Identify every line below that contains the word "pedestrian" and copy each one. Case counts.
━━ Data to process ━━
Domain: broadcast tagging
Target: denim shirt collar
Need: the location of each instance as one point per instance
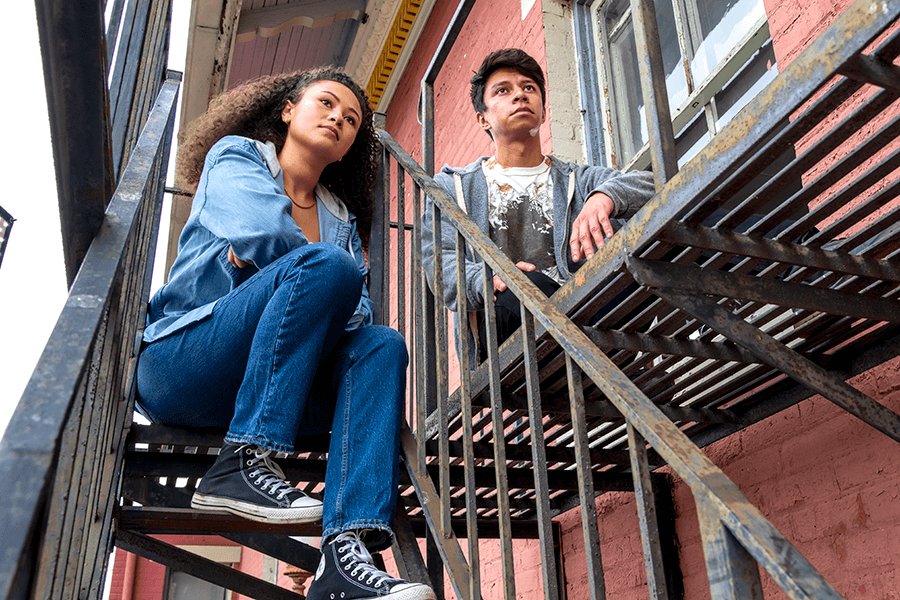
(334, 206)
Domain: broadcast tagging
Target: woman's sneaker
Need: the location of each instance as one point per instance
(346, 572)
(244, 481)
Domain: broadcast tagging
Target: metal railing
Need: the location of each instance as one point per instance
(470, 433)
(61, 452)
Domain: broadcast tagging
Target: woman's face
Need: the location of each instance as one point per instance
(326, 119)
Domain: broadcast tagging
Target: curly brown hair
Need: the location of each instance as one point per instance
(253, 110)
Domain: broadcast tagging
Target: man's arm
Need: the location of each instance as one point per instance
(609, 194)
(473, 270)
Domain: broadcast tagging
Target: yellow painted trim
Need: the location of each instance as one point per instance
(393, 45)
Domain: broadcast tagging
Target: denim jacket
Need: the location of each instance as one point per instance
(240, 203)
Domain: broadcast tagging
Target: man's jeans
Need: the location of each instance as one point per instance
(274, 361)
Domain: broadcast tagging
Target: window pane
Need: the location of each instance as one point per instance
(746, 84)
(628, 100)
(722, 25)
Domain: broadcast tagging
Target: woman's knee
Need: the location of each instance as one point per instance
(386, 342)
(332, 268)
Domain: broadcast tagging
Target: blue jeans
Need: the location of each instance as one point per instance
(273, 360)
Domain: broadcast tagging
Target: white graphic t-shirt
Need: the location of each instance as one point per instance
(520, 213)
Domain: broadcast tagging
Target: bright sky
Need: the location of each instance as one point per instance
(32, 275)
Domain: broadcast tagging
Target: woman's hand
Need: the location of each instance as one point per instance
(240, 264)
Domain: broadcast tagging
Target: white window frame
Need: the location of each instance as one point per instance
(700, 96)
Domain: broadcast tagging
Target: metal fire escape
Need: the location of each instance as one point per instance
(727, 318)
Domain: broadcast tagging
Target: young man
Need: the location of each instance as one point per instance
(547, 215)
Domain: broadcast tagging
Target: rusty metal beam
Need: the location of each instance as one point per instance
(202, 568)
(730, 242)
(690, 280)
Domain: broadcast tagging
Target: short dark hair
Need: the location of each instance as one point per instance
(512, 58)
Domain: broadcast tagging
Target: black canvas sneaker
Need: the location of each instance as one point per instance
(346, 572)
(244, 481)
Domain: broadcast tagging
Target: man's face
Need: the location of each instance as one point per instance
(513, 102)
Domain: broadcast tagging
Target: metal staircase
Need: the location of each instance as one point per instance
(726, 320)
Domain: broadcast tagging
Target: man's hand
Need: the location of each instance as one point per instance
(499, 286)
(240, 264)
(591, 226)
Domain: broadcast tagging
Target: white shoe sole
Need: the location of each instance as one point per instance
(260, 514)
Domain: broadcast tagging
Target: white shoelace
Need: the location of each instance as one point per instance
(357, 552)
(267, 473)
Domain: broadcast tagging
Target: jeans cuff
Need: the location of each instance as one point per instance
(379, 536)
(257, 441)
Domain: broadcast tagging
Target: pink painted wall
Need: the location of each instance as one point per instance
(148, 579)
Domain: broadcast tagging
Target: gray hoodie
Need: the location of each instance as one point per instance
(572, 186)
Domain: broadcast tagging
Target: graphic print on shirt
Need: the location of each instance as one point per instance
(520, 213)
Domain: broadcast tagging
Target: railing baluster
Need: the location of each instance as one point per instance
(419, 289)
(440, 328)
(401, 250)
(596, 582)
(539, 457)
(462, 336)
(733, 574)
(497, 427)
(646, 505)
(386, 236)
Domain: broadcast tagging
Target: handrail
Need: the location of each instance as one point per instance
(61, 452)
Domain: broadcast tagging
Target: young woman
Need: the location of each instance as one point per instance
(265, 325)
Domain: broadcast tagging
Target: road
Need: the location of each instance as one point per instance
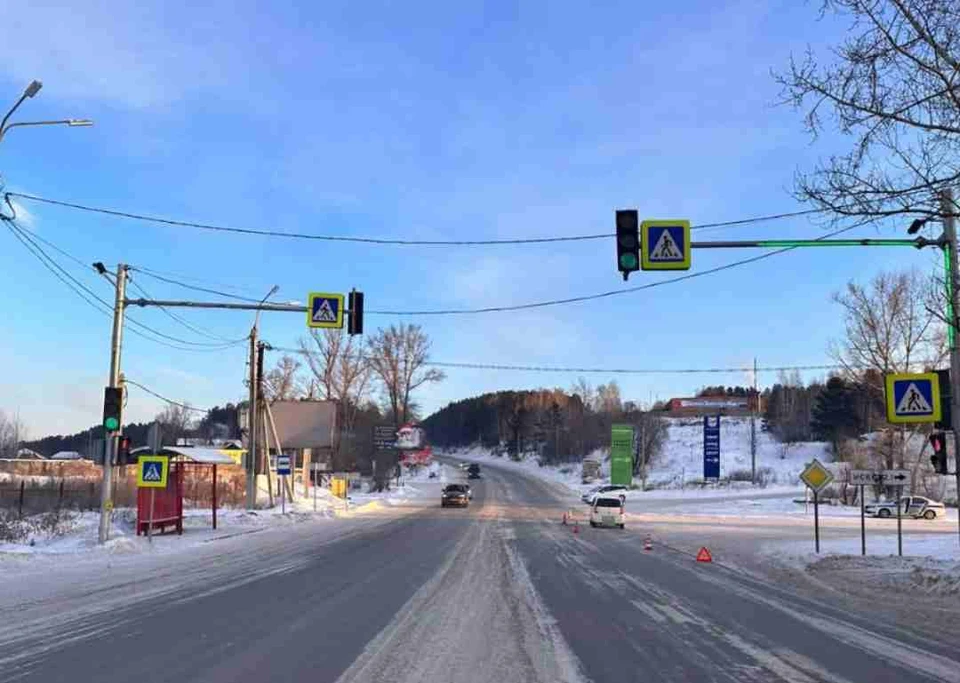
(497, 592)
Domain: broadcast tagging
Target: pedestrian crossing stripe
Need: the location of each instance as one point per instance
(665, 245)
(325, 310)
(152, 471)
(913, 397)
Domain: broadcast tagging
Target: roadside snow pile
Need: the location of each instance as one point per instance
(680, 461)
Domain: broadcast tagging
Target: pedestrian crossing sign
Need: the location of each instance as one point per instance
(152, 471)
(665, 245)
(913, 397)
(325, 311)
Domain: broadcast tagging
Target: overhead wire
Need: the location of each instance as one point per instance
(381, 240)
(25, 237)
(185, 406)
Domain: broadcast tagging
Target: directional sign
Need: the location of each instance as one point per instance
(325, 310)
(711, 447)
(880, 477)
(152, 471)
(665, 245)
(913, 397)
(816, 476)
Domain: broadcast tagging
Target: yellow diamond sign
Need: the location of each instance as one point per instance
(816, 476)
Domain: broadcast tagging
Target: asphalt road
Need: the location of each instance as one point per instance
(498, 592)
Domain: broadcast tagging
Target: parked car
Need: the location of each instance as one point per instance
(608, 510)
(911, 506)
(591, 495)
(455, 495)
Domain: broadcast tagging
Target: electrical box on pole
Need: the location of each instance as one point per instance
(628, 241)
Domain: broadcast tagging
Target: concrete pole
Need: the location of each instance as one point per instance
(949, 210)
(110, 440)
(252, 425)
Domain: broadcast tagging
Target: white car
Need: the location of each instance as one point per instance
(606, 489)
(608, 510)
(911, 506)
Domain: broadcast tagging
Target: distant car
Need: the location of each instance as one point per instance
(455, 495)
(911, 506)
(608, 510)
(591, 495)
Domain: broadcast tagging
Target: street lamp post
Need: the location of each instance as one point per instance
(252, 408)
(30, 91)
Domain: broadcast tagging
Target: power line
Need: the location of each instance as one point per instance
(609, 293)
(25, 237)
(382, 240)
(185, 406)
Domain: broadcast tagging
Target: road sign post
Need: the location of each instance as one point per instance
(913, 397)
(817, 477)
(152, 473)
(665, 245)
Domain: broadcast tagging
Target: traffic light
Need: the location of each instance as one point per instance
(355, 306)
(938, 441)
(628, 241)
(112, 407)
(123, 450)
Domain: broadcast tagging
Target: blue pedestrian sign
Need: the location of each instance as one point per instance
(665, 245)
(711, 447)
(325, 311)
(913, 397)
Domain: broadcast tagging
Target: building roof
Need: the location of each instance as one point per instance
(207, 456)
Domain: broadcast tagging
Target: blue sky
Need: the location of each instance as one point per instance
(426, 120)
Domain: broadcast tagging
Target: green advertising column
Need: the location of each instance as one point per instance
(621, 454)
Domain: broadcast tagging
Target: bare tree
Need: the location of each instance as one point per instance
(176, 421)
(12, 432)
(283, 383)
(893, 87)
(398, 356)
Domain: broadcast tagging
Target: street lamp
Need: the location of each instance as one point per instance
(31, 91)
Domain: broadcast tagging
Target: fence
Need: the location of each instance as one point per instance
(77, 487)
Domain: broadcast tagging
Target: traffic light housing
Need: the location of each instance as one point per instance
(628, 241)
(112, 408)
(938, 441)
(355, 306)
(123, 450)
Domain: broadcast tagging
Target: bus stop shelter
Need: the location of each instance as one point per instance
(168, 502)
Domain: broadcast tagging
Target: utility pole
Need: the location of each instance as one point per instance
(110, 440)
(252, 425)
(753, 425)
(949, 209)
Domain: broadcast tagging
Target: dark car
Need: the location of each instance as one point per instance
(455, 495)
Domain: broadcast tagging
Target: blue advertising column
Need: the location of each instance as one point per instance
(711, 447)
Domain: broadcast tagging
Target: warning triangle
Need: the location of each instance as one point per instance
(913, 402)
(324, 312)
(666, 248)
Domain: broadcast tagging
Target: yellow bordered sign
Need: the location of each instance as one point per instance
(665, 245)
(325, 311)
(913, 397)
(152, 471)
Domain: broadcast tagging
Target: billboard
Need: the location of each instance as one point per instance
(621, 454)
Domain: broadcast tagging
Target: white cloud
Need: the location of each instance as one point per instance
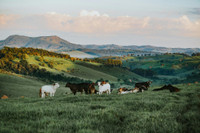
(92, 22)
(85, 13)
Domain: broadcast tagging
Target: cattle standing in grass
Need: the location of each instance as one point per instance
(168, 87)
(126, 91)
(104, 88)
(143, 85)
(88, 88)
(51, 89)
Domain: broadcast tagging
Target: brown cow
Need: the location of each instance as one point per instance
(143, 85)
(168, 87)
(87, 87)
(4, 97)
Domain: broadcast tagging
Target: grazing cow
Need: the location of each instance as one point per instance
(143, 85)
(91, 89)
(103, 88)
(4, 97)
(48, 89)
(87, 87)
(168, 87)
(126, 91)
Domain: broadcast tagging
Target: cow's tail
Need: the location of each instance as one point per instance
(157, 89)
(40, 92)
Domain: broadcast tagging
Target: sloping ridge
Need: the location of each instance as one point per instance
(44, 42)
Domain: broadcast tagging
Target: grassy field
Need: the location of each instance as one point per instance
(149, 111)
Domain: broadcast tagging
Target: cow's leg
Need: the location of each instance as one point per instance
(43, 94)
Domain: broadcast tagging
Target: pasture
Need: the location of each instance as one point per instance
(149, 111)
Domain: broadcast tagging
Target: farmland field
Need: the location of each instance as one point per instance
(149, 111)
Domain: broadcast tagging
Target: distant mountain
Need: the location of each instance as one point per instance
(57, 44)
(144, 48)
(53, 43)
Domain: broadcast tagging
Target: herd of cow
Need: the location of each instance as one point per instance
(104, 87)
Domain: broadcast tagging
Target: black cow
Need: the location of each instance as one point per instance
(168, 87)
(143, 85)
(87, 87)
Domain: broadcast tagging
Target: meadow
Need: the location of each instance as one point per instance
(149, 111)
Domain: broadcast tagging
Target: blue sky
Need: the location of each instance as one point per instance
(170, 23)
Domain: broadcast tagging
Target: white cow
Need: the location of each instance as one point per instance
(135, 90)
(51, 89)
(104, 88)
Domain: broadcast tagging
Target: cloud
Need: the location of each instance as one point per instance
(195, 11)
(7, 19)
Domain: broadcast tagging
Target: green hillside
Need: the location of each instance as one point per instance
(41, 63)
(15, 86)
(141, 112)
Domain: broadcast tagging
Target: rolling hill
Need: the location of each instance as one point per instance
(57, 44)
(53, 43)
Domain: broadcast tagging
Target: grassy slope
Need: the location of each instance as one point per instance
(86, 70)
(72, 69)
(16, 86)
(142, 112)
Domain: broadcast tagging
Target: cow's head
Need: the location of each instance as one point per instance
(56, 85)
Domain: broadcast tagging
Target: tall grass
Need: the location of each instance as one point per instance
(142, 112)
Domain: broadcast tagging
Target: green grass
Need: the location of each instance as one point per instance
(149, 111)
(71, 69)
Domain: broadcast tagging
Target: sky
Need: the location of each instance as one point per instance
(166, 23)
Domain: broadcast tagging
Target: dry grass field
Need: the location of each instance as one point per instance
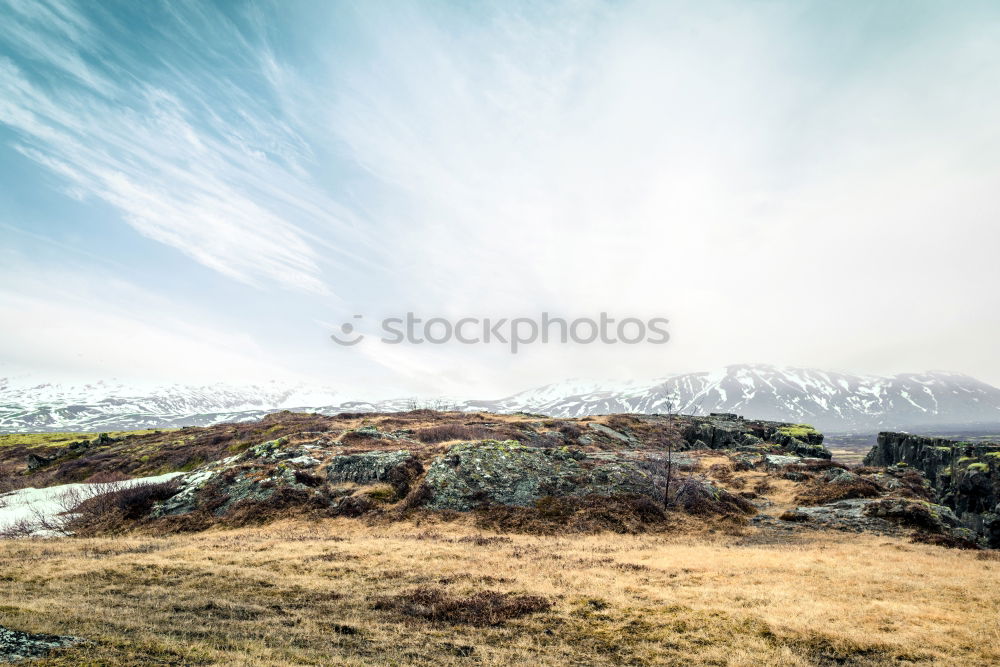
(429, 591)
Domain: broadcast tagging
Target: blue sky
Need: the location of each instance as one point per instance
(201, 192)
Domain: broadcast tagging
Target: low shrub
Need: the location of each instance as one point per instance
(821, 493)
(695, 496)
(625, 514)
(485, 608)
(115, 508)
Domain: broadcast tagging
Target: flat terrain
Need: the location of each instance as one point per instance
(345, 591)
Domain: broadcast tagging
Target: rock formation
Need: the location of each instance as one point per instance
(965, 476)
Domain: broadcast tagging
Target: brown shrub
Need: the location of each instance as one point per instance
(625, 514)
(482, 609)
(942, 540)
(570, 430)
(814, 465)
(117, 509)
(697, 497)
(446, 432)
(821, 493)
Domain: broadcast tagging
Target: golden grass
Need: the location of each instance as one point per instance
(302, 593)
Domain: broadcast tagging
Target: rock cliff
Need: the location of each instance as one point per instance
(965, 476)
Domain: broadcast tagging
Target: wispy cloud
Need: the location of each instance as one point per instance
(188, 158)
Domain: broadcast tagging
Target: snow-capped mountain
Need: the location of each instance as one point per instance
(830, 401)
(834, 402)
(116, 406)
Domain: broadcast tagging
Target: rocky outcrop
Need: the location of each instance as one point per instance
(965, 476)
(508, 473)
(397, 468)
(730, 431)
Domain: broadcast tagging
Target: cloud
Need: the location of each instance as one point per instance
(791, 183)
(192, 162)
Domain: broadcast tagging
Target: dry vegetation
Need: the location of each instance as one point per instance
(341, 591)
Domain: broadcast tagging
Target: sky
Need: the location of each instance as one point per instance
(197, 192)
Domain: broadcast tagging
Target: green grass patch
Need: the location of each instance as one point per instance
(63, 439)
(798, 430)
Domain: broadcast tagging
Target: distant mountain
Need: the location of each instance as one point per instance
(833, 402)
(830, 401)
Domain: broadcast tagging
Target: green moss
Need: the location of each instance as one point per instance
(63, 439)
(798, 430)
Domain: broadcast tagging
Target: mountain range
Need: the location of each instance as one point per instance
(833, 402)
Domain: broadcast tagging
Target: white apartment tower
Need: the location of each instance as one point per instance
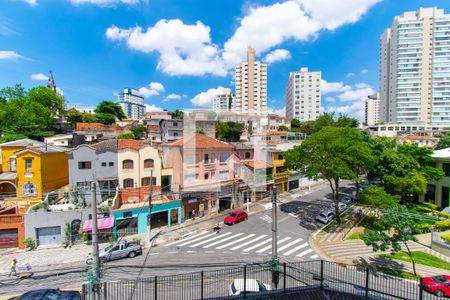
━━━
Result:
Target: pedestrian crossing stripe
Target: pedestrian crossing sign
Target: blue pedestrian sign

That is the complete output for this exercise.